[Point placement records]
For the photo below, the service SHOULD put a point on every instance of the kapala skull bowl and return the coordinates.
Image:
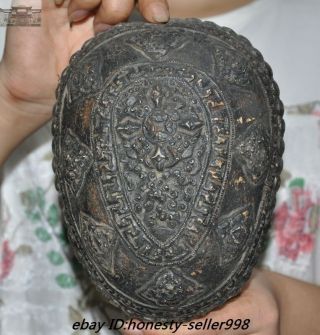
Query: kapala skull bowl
(167, 153)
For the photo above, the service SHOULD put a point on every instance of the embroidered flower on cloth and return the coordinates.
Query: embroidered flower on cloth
(6, 260)
(296, 221)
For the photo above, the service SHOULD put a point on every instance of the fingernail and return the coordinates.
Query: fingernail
(101, 27)
(160, 13)
(79, 15)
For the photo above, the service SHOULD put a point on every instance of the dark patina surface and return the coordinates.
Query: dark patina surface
(167, 153)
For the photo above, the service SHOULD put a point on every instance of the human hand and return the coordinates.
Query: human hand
(257, 303)
(34, 58)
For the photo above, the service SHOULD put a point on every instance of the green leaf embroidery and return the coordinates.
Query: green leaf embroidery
(33, 216)
(65, 280)
(34, 202)
(42, 234)
(55, 257)
(53, 215)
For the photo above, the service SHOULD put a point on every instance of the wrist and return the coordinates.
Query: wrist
(17, 121)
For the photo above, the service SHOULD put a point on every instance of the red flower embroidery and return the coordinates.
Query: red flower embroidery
(293, 224)
(6, 261)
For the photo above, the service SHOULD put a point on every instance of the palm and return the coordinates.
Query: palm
(35, 56)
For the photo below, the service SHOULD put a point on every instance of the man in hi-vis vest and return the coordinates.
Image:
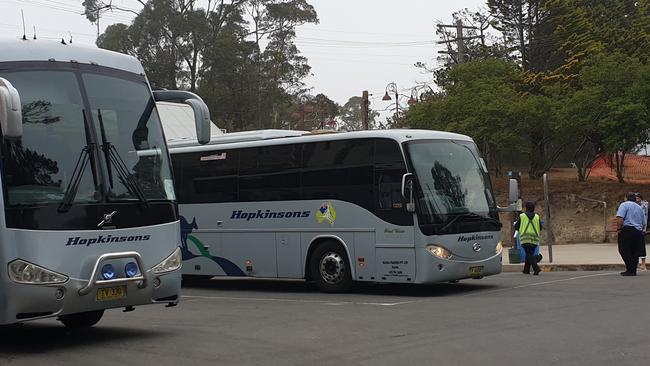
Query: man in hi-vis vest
(529, 226)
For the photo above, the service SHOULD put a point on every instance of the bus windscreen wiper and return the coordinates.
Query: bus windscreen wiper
(113, 159)
(469, 215)
(77, 175)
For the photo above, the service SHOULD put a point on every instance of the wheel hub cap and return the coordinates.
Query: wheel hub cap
(332, 268)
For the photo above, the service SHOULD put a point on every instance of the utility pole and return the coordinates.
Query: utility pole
(460, 40)
(365, 110)
(460, 45)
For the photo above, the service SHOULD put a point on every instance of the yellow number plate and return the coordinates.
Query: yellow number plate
(476, 271)
(111, 293)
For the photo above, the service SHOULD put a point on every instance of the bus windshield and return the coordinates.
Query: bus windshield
(453, 181)
(59, 108)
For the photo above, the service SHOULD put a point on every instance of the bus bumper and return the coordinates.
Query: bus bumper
(46, 301)
(433, 270)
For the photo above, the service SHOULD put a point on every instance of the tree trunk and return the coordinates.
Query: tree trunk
(620, 166)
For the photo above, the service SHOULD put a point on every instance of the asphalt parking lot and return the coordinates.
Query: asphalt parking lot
(558, 318)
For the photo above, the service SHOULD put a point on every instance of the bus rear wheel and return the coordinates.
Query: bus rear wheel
(330, 268)
(81, 320)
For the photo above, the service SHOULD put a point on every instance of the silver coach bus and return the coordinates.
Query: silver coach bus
(88, 214)
(402, 206)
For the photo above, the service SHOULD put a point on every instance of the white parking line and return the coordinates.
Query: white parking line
(342, 303)
(540, 283)
(331, 303)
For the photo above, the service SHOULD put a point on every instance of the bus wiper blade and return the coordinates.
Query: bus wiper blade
(469, 215)
(127, 179)
(114, 159)
(77, 176)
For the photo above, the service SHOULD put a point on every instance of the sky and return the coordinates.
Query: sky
(358, 44)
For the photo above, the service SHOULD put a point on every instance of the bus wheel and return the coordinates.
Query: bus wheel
(81, 320)
(330, 268)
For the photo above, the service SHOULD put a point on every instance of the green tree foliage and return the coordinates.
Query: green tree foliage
(610, 109)
(566, 77)
(239, 55)
(478, 101)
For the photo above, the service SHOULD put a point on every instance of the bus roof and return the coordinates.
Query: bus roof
(281, 137)
(38, 50)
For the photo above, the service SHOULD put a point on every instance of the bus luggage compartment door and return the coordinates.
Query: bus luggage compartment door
(287, 246)
(396, 264)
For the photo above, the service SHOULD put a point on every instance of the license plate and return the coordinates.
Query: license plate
(476, 271)
(111, 293)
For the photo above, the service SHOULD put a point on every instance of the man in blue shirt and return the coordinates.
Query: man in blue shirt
(629, 223)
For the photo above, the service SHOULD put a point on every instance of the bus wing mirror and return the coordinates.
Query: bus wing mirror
(513, 191)
(11, 119)
(513, 197)
(200, 109)
(408, 180)
(201, 120)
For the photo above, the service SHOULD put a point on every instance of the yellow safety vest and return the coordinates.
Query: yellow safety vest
(529, 230)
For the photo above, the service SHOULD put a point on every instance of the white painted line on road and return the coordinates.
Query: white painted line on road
(563, 280)
(331, 303)
(539, 284)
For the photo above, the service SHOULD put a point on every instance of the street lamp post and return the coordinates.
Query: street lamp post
(392, 87)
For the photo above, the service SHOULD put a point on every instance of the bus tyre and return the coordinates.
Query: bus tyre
(81, 320)
(330, 268)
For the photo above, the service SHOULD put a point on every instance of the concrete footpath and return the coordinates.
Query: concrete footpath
(575, 257)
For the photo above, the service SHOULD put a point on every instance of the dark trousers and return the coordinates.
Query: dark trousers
(530, 258)
(629, 241)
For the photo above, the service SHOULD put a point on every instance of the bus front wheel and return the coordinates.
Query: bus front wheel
(330, 268)
(81, 320)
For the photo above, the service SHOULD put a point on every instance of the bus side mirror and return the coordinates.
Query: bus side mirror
(513, 197)
(513, 192)
(408, 181)
(11, 119)
(200, 109)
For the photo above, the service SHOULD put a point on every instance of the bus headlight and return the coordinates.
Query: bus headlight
(27, 273)
(438, 251)
(171, 263)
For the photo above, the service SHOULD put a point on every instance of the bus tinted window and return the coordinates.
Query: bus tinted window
(339, 170)
(269, 173)
(207, 176)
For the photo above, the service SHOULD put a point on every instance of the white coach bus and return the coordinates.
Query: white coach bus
(88, 214)
(404, 206)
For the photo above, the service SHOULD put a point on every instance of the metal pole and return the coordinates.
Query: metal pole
(396, 104)
(460, 57)
(364, 110)
(547, 224)
(605, 222)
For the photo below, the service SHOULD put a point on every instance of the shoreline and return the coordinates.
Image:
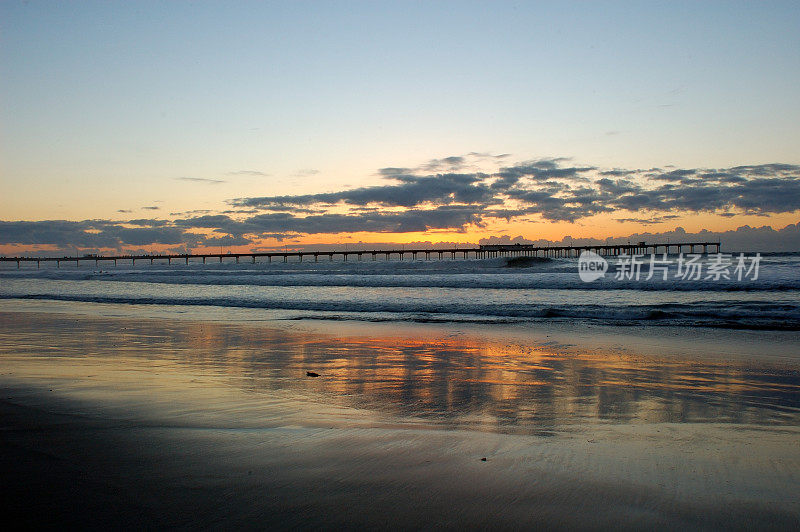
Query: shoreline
(134, 421)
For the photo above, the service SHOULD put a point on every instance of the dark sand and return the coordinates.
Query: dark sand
(132, 422)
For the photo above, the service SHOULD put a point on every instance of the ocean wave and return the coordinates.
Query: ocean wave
(729, 314)
(560, 280)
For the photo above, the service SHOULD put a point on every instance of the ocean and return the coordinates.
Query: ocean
(499, 290)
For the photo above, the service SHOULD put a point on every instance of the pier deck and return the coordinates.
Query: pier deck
(481, 252)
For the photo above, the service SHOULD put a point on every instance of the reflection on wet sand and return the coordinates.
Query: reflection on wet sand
(455, 381)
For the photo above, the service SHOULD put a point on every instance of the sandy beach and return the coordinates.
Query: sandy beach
(141, 420)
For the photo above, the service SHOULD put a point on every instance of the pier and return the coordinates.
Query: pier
(480, 252)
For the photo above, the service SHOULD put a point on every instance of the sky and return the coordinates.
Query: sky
(192, 125)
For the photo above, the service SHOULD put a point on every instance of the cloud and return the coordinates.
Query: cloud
(421, 199)
(201, 180)
(90, 234)
(249, 173)
(558, 191)
(305, 172)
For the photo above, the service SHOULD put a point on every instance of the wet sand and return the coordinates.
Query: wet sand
(142, 421)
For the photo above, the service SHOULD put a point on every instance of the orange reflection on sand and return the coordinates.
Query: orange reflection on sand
(466, 379)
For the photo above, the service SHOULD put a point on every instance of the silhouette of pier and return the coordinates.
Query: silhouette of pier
(480, 252)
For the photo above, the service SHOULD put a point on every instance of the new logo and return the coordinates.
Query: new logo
(591, 266)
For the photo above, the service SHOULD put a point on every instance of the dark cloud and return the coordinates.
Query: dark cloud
(417, 200)
(89, 234)
(557, 191)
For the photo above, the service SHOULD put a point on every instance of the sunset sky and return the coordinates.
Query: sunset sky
(189, 125)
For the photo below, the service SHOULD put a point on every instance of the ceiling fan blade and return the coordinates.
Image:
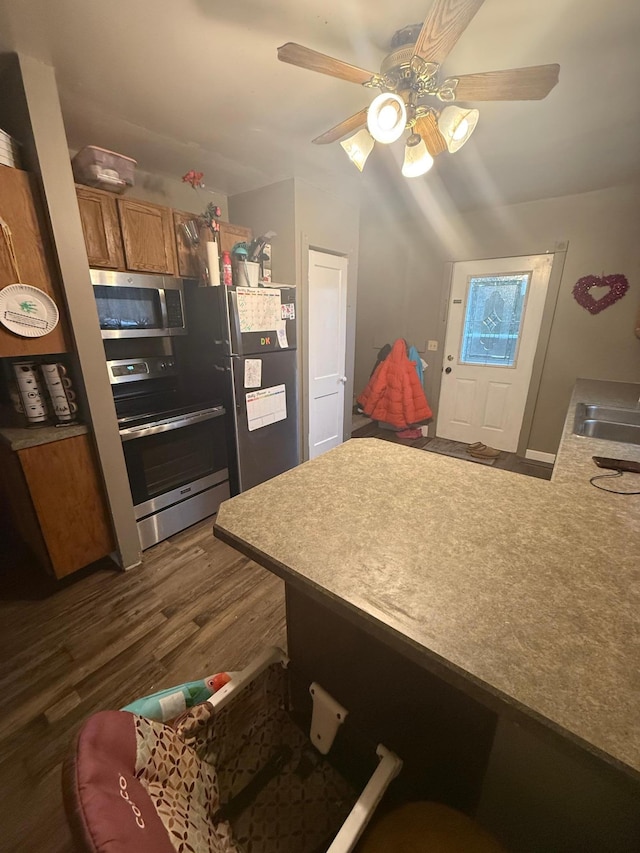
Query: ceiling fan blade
(304, 57)
(443, 26)
(427, 128)
(514, 84)
(349, 125)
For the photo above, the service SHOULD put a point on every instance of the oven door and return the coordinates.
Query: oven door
(173, 459)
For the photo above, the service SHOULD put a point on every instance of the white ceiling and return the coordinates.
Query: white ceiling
(196, 85)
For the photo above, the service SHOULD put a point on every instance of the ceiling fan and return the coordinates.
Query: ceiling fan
(412, 92)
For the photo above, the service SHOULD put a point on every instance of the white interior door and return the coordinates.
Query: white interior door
(327, 343)
(495, 312)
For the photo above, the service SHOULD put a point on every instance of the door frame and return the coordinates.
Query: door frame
(559, 253)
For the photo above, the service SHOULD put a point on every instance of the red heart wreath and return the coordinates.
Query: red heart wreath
(617, 284)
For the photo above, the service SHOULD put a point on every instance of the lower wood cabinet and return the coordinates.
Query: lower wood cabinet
(57, 502)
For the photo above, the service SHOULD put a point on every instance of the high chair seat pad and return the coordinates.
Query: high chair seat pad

_SET EXERCISE_:
Extract, verbatim, the lines from the one containing "interior door and return the coordinates." through the last line of the listing above.

_SOLUTION TO THIS PROBLEM_:
For the photo above, the service SHOULD put a point on every instance of the white interior door and return the coordinates.
Query: white interior door
(327, 343)
(495, 312)
For the photo above, the service SHOULD put a point on every instance of the door frame and return the coordinates.
Query: door frame
(559, 253)
For the photo above, the service SHOULD put a point on every instance of the red heart wreath and return the coordinates.
Query: red heart wreath
(617, 284)
For the photo above, the service SHOULD put a point on every instance of the lower wood cabinet and return the coordinates.
Query: lower wood cabinet
(57, 502)
For the photo above, the service SHOULD put a point on every instance of the high chair seat pad and return the coordinates.
Query: high chair seat pad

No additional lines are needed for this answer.